# What to work on:
In the report on the isms competition, could you start at the words "Visualise one donkey, two", stop after "of independent journalism.", and change every "donkey" to "mule"?

# Page text:
▬▬▬▬▬▬▬▬▬▬
Report by Ms de Meaner
You could enter in two ways: with a long description of one ism or lots of descriptions of a number of isms. I was very disappointed with Keith Flett - I mean, "beardism"? This was supposed to be a comp to look for "new and exciting" isms - not to give old Fletty the chance to segue into his beard thing again. There were a few singletons that amused me: Massowism - the deriving of pleasure from criticising conceptual art (John O'Byrne); Postmodemism - life after the internet (Frank Dunnil); Bellengerism - an uncontrollable urge to compete (Sid Field); Marxandsparxism - a belief system based on the premise that nothing ever really changes except that everything gets more expensive (Andy Jackson). £20 to all those below; the overall winner, John Griffiths-Colby, also gets the vouchers.
Inoculism is the essence of 21st-century Britain; being as infectious as the root of its creation, this paradigm of "challenge-based living" is a natural progression from archetypal rebellion role models of the third quarter of the 20th century.
One can envisage a soon-to-be-filmed box-office hyper-smash starring Moron Blando astride a phosphor-bronze, logo-emblazoned scooter; when asked which fundamental principle of internally denominated social antipathy he is exposing, through his stoic refusal to commit to a specific course of holistic healing insurance for his pillion passenger, prior to their excursion to the latest Yo! Vaccino 24-hour conveyor-belt enema emporium, he simply states: "What ya got?"
The state of mind encapsulated by Inoculism was crystallised through the inability of the public to determine whether having a single vaccination made up of three ingredients for their child - rather than three, made up of the same ingredients - was different from exposing their infants to entirely known risks of endemic disease, now largely eradicated by the use of, say, three vaccines identical to the ones they were being offered.
Visualise one donkey, two piles of carrots and starvation, and you have visualised Inoculism to a tee.
John Griffiths-Colby
Scrutonism - a developing postmodern praxis in which the fogeyish abstractions of a free-market ideology are expressed without contradiction at the economic level by lucrative huckstering in the guise of independent journalism.
▬▬▬▬▬▬▬▬▬▬
# Data to examine:
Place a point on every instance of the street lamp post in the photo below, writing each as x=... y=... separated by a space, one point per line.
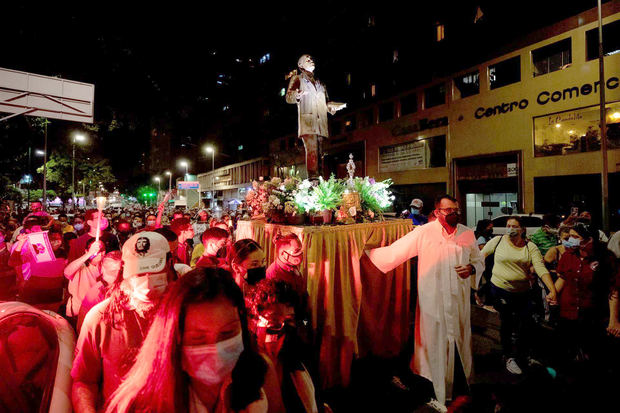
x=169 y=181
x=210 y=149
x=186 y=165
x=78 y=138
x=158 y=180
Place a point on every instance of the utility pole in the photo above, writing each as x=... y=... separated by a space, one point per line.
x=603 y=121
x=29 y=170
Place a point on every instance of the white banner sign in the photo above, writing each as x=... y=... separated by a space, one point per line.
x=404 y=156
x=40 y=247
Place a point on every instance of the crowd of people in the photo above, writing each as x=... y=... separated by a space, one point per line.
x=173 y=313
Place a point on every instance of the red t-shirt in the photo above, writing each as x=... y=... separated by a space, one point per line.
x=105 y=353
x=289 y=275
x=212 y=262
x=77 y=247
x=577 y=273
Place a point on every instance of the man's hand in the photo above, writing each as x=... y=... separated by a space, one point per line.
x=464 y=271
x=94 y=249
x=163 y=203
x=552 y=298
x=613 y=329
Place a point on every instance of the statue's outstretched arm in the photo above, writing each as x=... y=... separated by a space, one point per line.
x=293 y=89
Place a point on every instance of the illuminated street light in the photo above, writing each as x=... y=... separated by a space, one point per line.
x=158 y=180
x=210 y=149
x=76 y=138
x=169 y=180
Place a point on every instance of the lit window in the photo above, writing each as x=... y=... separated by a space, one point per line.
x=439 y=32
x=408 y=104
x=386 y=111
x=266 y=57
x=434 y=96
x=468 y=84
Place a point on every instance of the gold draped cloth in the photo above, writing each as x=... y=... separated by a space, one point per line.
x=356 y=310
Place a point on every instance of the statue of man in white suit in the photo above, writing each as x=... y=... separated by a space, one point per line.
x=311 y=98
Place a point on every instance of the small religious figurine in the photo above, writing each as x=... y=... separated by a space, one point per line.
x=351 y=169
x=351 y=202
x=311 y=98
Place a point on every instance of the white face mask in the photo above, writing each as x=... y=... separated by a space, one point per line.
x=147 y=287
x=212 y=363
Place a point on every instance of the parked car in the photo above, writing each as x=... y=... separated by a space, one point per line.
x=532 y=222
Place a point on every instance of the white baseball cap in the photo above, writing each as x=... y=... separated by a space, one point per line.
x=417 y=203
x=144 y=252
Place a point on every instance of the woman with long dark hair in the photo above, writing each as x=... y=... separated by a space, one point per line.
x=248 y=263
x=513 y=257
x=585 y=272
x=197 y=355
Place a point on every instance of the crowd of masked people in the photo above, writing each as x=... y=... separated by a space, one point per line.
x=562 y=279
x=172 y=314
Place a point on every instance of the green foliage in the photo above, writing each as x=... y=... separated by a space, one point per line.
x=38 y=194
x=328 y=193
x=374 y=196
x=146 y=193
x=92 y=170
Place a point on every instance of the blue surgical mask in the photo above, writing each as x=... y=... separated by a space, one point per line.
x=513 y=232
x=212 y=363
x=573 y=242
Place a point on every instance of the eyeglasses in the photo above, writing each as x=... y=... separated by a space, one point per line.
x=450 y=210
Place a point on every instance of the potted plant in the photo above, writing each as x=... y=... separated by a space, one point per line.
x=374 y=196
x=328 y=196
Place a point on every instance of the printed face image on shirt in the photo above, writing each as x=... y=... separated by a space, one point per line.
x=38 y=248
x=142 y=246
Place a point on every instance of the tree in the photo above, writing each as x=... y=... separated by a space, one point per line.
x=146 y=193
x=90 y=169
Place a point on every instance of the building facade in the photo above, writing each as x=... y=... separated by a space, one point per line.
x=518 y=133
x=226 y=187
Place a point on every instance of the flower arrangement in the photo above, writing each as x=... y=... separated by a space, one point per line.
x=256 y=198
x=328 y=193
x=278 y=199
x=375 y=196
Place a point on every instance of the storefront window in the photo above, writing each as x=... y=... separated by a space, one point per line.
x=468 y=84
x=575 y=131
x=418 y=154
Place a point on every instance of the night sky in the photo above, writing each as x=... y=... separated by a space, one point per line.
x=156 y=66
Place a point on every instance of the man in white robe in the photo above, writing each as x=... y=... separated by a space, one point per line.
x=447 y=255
▬▬▬▬▬▬▬▬▬▬
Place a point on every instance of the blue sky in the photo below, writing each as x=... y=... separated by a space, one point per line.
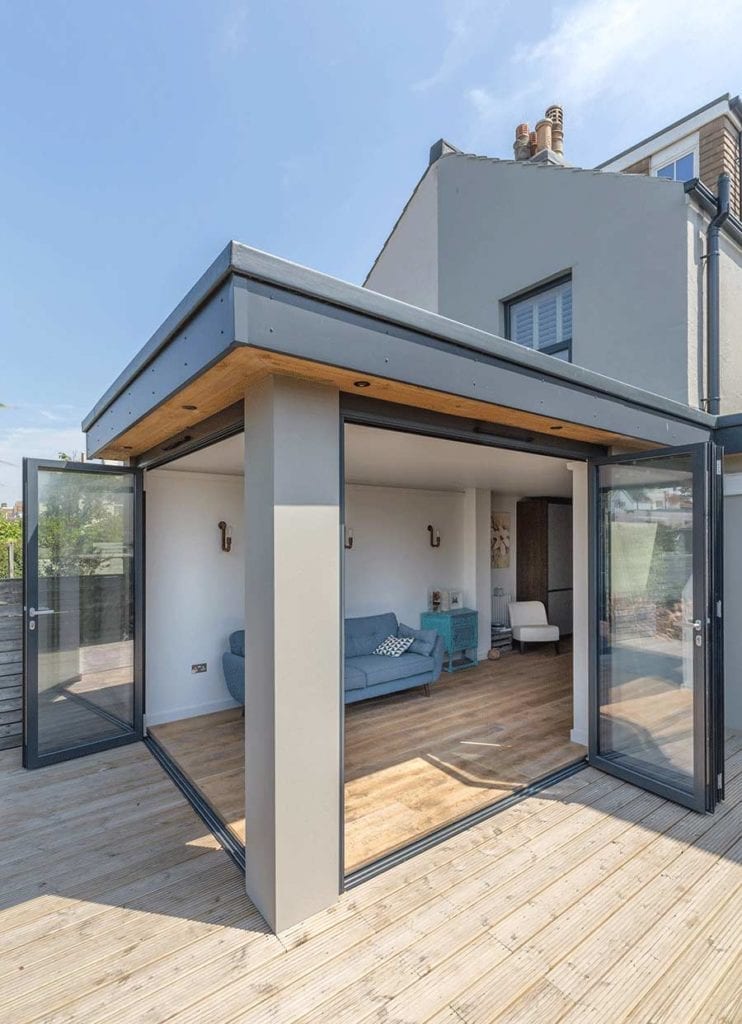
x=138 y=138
▬▬▬▬▬▬▬▬▬▬
# Output of the task:
Visualise one mule, two piles of carrots and starvation, and you have visualised Inoculism to a tee.
John Griffiths-Colby
Scrutonism - a developing postmodern praxis in which the fogeyish abstractions of a free-market ideology are expressed without contradiction at the economic level by lucrative huckstering in the guise of independent journalism.